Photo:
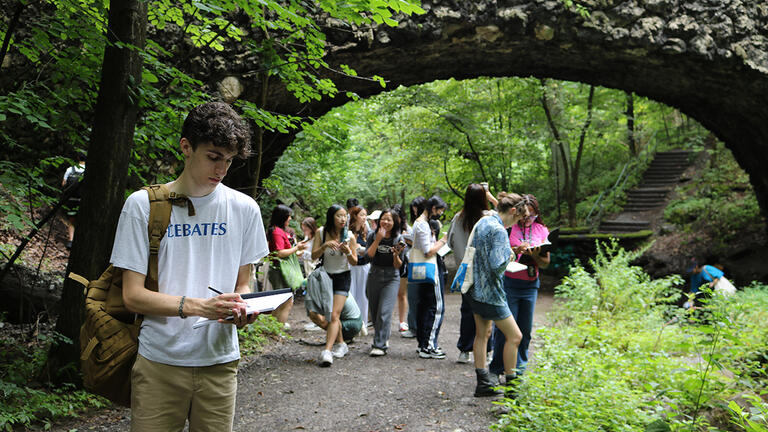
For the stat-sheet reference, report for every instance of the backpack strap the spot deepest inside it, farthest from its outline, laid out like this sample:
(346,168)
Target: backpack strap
(161,201)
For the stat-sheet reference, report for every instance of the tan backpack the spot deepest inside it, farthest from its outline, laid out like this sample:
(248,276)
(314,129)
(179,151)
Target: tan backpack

● **TASK DIRECTIONS**: Copy out the lines above, from the one holding "Target: backpack strap" through the final line, with no other lines.

● **OUTPUT**:
Target: backpack strap
(161,201)
For the stat-sheet reference, report for every instance of the tan backpack the spot deepest inside it, farthest from its outline, laid out like this sample:
(248,276)
(314,129)
(179,151)
Target: tan backpack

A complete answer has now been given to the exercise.